- What you need to do -
In the entries below, which lines run from the one containing "like point(240, 138)." to the one containing "Where can the potted"? Copy exactly those lines, ends included, and no others.
◇ ◇ ◇ ◇ ◇
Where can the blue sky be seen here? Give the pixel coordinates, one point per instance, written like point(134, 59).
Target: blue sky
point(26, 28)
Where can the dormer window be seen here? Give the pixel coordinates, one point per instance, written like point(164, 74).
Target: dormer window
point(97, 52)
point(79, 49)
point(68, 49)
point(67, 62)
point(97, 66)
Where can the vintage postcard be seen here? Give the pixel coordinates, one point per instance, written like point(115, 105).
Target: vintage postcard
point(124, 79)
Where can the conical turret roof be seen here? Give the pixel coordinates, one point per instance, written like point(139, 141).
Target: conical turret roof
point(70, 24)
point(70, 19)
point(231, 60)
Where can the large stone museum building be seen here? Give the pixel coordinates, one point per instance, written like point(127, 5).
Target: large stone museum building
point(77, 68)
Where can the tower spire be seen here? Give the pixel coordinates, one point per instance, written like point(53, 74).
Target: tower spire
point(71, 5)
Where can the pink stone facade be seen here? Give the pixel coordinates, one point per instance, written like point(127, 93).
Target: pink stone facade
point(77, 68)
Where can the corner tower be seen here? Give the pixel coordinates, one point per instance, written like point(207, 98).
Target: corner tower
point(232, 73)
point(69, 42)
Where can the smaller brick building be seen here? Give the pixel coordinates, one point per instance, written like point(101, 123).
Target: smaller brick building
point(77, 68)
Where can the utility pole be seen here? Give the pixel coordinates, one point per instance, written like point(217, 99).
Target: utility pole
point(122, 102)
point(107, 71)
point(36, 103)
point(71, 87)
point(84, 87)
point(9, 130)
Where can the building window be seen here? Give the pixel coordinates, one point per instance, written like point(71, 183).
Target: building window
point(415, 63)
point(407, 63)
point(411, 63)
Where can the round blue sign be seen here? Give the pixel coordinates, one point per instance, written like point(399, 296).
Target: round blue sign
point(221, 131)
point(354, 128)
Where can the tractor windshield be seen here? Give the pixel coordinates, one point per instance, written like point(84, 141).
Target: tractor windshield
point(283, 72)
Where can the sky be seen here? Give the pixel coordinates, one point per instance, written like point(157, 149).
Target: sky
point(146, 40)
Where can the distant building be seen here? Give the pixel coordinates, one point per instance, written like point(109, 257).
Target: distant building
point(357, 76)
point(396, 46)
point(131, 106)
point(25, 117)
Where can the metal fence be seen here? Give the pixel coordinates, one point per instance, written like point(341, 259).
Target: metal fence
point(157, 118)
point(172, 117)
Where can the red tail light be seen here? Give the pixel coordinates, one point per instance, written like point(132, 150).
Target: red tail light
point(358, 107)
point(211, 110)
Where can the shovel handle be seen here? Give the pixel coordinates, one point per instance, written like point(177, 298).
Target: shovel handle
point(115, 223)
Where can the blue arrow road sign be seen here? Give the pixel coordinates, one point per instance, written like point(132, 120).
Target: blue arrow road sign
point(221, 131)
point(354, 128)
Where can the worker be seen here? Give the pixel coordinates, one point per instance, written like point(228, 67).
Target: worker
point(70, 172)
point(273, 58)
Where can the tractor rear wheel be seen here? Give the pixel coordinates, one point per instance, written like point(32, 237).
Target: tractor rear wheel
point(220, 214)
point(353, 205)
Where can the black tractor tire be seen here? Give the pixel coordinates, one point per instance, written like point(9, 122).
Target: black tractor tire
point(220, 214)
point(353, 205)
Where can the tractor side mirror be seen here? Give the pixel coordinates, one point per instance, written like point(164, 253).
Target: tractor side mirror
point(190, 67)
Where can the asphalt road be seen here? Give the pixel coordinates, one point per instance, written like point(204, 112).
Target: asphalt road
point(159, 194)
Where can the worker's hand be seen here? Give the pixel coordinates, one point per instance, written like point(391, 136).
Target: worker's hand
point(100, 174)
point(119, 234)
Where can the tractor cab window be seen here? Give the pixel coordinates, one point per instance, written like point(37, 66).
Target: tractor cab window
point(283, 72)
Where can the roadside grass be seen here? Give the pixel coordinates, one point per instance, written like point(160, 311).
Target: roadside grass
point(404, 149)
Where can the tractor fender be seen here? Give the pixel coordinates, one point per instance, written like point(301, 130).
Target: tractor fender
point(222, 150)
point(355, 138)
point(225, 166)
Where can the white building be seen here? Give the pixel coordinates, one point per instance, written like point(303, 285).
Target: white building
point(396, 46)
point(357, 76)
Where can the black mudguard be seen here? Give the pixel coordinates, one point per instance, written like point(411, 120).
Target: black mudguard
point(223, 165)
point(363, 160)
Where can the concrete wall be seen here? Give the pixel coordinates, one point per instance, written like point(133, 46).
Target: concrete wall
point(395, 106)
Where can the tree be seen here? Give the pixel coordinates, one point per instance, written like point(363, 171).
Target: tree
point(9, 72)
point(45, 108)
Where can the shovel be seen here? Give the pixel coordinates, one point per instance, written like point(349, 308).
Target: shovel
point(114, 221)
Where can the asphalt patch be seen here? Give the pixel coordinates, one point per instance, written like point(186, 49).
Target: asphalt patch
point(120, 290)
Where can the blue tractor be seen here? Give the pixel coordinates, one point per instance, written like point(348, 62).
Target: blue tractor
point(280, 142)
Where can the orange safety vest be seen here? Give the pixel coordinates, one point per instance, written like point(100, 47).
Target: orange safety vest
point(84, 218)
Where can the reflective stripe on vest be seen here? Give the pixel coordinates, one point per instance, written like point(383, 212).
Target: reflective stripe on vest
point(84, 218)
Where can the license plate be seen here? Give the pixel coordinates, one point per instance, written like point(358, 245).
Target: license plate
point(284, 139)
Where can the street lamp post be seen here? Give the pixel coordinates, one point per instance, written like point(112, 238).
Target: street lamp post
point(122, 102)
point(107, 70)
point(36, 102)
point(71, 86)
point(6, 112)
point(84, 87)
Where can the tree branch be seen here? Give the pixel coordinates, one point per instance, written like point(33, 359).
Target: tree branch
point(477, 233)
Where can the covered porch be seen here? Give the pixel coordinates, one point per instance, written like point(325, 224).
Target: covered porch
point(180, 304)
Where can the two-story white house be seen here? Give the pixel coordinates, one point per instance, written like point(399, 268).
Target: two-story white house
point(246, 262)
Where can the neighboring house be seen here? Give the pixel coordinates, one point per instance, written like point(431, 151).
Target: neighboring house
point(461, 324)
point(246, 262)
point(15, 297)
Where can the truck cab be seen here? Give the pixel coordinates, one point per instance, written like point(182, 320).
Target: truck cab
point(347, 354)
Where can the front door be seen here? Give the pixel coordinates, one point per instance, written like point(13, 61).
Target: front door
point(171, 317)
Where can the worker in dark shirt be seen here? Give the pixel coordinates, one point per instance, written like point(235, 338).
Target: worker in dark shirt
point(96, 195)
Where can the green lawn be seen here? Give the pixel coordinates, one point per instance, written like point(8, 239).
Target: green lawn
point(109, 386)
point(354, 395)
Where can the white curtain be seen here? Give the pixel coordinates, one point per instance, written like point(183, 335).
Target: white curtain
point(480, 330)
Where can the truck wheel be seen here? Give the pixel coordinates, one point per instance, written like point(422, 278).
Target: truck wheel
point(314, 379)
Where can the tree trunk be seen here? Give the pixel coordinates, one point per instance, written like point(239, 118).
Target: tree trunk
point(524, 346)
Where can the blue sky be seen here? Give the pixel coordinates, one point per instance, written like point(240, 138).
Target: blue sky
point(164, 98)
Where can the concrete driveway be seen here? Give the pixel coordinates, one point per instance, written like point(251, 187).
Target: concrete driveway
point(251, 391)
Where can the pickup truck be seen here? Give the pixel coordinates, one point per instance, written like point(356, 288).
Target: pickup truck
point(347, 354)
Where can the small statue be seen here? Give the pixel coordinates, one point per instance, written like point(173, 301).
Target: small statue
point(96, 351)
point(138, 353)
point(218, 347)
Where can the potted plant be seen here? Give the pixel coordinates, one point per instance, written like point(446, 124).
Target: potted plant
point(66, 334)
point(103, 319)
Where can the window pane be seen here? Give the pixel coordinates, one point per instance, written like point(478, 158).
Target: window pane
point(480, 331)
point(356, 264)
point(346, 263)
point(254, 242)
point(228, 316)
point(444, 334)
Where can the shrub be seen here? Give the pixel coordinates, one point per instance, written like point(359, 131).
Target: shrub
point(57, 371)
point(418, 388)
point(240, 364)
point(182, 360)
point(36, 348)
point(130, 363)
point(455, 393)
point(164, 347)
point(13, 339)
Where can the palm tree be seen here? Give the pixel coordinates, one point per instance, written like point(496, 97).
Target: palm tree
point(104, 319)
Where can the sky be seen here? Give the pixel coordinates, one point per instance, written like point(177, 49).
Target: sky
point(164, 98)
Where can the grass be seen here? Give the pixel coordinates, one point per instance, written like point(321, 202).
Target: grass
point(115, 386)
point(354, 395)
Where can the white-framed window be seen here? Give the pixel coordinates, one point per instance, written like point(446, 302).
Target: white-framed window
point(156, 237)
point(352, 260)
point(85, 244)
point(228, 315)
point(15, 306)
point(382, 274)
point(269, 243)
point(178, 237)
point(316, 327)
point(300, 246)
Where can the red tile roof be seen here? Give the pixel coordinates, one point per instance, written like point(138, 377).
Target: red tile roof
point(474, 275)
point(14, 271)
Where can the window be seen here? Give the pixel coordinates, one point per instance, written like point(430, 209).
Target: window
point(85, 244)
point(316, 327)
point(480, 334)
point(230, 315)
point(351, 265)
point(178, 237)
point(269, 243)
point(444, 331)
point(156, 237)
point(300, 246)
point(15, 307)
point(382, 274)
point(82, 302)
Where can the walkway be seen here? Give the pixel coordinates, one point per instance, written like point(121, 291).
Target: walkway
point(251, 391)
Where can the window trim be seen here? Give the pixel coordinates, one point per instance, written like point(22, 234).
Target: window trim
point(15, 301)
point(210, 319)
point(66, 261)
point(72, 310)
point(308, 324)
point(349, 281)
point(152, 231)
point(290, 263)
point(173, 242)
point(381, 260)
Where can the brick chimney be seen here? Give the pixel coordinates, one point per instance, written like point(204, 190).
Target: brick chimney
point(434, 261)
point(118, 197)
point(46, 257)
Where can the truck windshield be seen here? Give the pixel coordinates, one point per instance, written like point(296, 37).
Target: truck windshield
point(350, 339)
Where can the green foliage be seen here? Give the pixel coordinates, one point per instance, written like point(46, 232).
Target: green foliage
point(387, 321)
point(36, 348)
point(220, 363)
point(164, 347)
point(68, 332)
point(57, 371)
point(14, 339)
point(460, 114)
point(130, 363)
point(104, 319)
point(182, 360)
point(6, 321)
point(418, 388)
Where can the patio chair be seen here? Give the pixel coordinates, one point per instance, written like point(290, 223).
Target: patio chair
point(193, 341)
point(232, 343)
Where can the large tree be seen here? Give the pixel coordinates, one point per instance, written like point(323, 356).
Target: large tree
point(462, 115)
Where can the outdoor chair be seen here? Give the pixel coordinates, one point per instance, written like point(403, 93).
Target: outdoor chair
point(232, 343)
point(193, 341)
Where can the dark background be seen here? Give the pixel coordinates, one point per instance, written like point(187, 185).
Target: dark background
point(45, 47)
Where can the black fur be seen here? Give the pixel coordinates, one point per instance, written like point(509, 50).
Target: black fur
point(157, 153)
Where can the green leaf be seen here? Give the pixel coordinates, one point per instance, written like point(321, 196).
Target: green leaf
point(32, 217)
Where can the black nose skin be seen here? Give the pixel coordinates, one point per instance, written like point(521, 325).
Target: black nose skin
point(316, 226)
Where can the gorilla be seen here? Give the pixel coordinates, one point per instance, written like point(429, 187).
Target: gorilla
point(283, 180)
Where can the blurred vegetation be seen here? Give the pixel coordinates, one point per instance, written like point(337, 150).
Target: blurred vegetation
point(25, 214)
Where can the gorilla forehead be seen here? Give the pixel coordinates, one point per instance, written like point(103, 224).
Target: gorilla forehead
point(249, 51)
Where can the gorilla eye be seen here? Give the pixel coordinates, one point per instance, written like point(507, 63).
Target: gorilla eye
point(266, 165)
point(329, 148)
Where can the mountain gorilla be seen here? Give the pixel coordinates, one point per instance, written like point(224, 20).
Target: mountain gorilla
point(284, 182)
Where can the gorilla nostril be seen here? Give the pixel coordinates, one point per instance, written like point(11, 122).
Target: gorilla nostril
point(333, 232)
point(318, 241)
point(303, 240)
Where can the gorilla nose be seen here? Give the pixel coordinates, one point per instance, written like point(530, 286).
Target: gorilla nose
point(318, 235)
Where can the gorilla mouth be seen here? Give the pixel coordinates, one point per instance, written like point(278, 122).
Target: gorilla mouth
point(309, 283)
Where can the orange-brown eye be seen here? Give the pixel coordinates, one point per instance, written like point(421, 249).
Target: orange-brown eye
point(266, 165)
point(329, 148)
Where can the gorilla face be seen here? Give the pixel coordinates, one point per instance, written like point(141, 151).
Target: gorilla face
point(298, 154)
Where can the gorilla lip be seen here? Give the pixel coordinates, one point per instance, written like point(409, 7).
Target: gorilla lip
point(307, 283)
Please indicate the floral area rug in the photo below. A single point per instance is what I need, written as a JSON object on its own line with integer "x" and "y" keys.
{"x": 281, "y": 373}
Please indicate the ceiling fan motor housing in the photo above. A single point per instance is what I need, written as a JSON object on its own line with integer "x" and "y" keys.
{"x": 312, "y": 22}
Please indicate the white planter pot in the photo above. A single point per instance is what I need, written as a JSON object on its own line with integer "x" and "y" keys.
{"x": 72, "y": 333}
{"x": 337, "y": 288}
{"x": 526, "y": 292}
◇ ◇ ◇ ◇ ◇
- Task output -
Where can the blue sky be seen here? Give the pixel coordinates, one point per instance, written like point(240, 138).
Target: blue sky
point(164, 98)
Where can the concrete driveway be seen here? Give the pixel coordinates, one point per instance, written like point(251, 187).
Target: concrete driveway
point(251, 391)
Where can the pickup truck be seen here? Give the pixel coordinates, one point per instance, written like point(356, 288).
Target: pickup truck
point(347, 354)
Where can the small statue be seen here? Give the pixel coordinates, one point per instance, written like point(173, 301).
Target: small statue
point(96, 351)
point(138, 353)
point(218, 347)
Where can the potted plant be seen here? Give the pixel coordinates, one point per instance, written like point(446, 124).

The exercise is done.